> _EXERCISE DESCRIPTION_
Can you repeat, word for word, the lines below from the line that contains "One point per instance of the railway" through the line that contains "pixel 359 43", including both of those lines?

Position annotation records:
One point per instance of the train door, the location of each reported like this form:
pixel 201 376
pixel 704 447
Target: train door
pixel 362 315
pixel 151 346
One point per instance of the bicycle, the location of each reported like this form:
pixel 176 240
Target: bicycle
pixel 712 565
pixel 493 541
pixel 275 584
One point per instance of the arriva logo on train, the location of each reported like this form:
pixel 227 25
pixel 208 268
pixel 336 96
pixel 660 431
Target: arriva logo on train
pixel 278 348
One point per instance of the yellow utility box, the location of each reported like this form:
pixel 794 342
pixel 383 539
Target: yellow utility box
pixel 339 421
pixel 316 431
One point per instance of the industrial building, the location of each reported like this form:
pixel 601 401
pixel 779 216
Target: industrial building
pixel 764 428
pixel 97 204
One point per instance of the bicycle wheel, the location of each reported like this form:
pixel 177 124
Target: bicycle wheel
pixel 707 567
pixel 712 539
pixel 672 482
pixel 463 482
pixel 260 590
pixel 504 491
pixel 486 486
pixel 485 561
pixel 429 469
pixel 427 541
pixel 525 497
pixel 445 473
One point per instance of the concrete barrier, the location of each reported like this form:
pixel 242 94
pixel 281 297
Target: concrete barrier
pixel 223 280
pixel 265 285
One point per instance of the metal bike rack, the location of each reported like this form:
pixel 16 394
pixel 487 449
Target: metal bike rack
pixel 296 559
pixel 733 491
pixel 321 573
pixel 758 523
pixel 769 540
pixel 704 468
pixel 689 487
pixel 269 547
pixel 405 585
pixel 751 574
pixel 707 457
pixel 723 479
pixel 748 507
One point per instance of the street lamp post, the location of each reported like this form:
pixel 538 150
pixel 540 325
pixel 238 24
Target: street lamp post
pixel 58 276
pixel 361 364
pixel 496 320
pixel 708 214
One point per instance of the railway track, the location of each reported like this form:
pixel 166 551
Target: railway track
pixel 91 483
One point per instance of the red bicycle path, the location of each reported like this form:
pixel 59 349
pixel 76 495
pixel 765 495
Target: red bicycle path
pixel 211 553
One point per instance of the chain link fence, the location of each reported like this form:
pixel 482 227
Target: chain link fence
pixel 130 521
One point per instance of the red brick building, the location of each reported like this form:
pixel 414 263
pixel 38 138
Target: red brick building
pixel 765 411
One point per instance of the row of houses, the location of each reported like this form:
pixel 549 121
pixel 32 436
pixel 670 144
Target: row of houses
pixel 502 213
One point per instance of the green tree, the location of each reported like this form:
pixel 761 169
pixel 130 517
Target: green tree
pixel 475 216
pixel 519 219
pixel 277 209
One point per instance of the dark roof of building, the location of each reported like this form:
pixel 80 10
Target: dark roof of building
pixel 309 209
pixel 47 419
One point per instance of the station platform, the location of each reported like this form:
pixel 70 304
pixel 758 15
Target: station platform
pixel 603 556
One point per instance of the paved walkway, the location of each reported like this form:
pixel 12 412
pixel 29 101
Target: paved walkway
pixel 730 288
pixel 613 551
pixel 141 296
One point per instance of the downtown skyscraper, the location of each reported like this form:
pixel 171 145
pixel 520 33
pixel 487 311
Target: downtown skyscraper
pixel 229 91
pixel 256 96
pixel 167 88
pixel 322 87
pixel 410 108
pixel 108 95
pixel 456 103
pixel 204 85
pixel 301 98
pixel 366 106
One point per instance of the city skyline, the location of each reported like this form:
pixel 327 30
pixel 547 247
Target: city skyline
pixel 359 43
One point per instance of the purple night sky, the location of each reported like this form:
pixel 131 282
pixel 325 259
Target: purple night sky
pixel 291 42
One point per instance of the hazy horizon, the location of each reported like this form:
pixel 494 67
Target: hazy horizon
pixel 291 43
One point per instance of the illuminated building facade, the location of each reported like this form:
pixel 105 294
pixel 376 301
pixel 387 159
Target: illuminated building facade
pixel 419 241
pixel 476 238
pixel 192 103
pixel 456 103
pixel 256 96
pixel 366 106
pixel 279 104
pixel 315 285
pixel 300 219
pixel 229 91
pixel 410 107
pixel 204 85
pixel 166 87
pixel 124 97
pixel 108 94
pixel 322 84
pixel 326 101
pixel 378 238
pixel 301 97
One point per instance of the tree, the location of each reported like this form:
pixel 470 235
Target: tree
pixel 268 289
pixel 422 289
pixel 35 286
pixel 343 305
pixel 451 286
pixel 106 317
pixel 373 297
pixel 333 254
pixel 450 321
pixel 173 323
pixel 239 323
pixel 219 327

> _WRITTEN RESPONSE_
One point per instance of the railway track, the location of each reported like this form:
pixel 166 551
Target: railway track
pixel 91 483
One point per instance of the red bicycle path, the location of each reported like this form:
pixel 59 349
pixel 76 495
pixel 765 495
Target: red bicycle path
pixel 211 553
One point per instance of the chain link fence, the location of each reported like this form:
pixel 482 227
Target: chain link fence
pixel 130 521
One point per instance of the red brick building, the location of each reported like this form:
pixel 414 263
pixel 38 138
Target: red brick building
pixel 765 411
One point per instance of the row of houses, the location of each reported like this form:
pixel 549 121
pixel 32 436
pixel 670 144
Target: row of houses
pixel 502 213
One point per instance of the green tree, the location of each reported like this form:
pixel 761 169
pixel 130 517
Target: green tree
pixel 475 216
pixel 519 219
pixel 277 209
One point per instance of the dark roof of building, the location of each reported like this form:
pixel 80 10
Target: dark roof of building
pixel 309 209
pixel 47 419
One point per instance of the station platform, the location of each reported like this form:
pixel 70 304
pixel 758 15
Target: station platform
pixel 603 556
One point per instance of the paved walkway, the location of each reported like this form:
pixel 12 412
pixel 29 101
Target: paved walkway
pixel 730 288
pixel 613 551
pixel 141 296
One point per instance of the downtown skyscraper, the location of each reported like this form:
pixel 171 145
pixel 520 33
pixel 487 311
Target: downtown skyscraper
pixel 229 91
pixel 256 96
pixel 167 88
pixel 322 87
pixel 410 108
pixel 108 95
pixel 456 103
pixel 204 85
pixel 301 98
pixel 366 106
One point per instance of the city skyline, the location of each reported like this form:
pixel 327 30
pixel 547 247
Target: city skyline
pixel 359 43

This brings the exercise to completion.